= Supplied records =
⁂
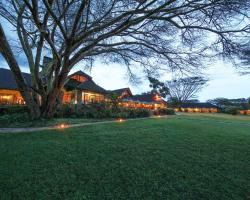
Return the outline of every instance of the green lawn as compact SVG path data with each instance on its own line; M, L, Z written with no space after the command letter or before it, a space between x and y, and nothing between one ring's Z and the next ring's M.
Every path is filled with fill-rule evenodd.
M250 118L0 134L0 199L250 199Z

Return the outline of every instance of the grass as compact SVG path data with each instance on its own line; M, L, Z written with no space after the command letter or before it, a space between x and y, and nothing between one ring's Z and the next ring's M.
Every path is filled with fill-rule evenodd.
M250 199L249 130L181 115L0 134L0 199Z
M39 120L13 120L9 123L7 120L1 120L0 128L26 128L26 127L44 127L55 126L61 123L65 124L80 124L88 122L104 121L108 119L85 119L85 118L54 118L54 119L39 119Z

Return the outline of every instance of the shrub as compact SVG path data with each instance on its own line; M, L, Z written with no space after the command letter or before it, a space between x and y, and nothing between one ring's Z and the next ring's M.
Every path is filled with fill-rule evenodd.
M1 124L30 121L28 113L12 113L0 116Z
M173 108L160 108L155 112L155 115L174 115L175 111Z
M238 107L236 106L228 106L225 108L225 113L231 114L231 115L237 115L238 114Z

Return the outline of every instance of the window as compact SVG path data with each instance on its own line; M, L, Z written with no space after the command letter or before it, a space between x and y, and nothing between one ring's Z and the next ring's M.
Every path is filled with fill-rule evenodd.
M81 75L74 75L71 78L74 79L74 80L77 80L77 81L79 81L81 83L87 81L87 78L84 77L84 76L81 76Z

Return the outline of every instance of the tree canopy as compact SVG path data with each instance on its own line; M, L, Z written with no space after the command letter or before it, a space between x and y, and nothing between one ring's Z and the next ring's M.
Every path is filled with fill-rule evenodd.
M195 76L173 79L166 82L169 88L170 103L180 105L196 97L197 93L206 85L208 79Z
⁂
= Problem description =
Reproduce every row above verbatim, omitting the pictures.

= Answer below =
Return the outline of every instance of the green lawn as compact SVG path data with each instance on its own line; M, L, Z written with no space after the command letter or before it, a space between x and y, and nothing between one ring's Z and the next ring's M.
Every path is filled with fill-rule evenodd.
M250 118L0 134L0 199L250 199Z

Return the outline of every instance of the grass as compact SVG path data with each instance on its own line; M, L, Z written with no space after the command letter or before it, a space between x and y, and nothing between one ring's Z and the next ring's M.
Every path is filled with fill-rule evenodd.
M250 199L249 130L181 115L0 134L0 199Z
M39 120L13 120L9 123L7 120L1 120L0 128L26 128L26 127L44 127L55 126L61 123L65 124L80 124L88 122L104 121L108 119L85 119L85 118L54 118L54 119L39 119Z

Return the outline of every instance of the shrub as compact SVG path data with each instance on its own line; M, L, Z written with no space after the command letter or before it, a space between x and y, and nothing between one ring's Z and the next ring's M.
Every path is filled with fill-rule evenodd.
M1 124L30 121L28 113L12 113L0 116Z
M173 108L160 108L155 112L155 115L174 115L175 111Z
M238 107L236 106L228 106L225 108L225 113L231 114L231 115L237 115L238 114Z

Return the outline of every instance of the window as compact SVG path data with each instance on its own line; M, L, Z written with no space after the command letter or before it, a space between x and y, and nothing between one ring's Z and the next ring's M.
Every path is filled with fill-rule evenodd.
M81 75L74 75L71 78L74 79L74 80L77 80L77 81L79 81L81 83L87 81L87 78L84 77L84 76L81 76Z

Return the outline of every instance of the tree canopy as compact SVG path data with each instance on its own line; M, L, Z written with no space after the command letter or before it, a space between x and y, and nothing between one ring's Z and the next ring's M.
Every path is filled with fill-rule evenodd.
M195 76L173 79L166 82L169 88L170 103L180 105L196 97L197 93L206 85L208 79Z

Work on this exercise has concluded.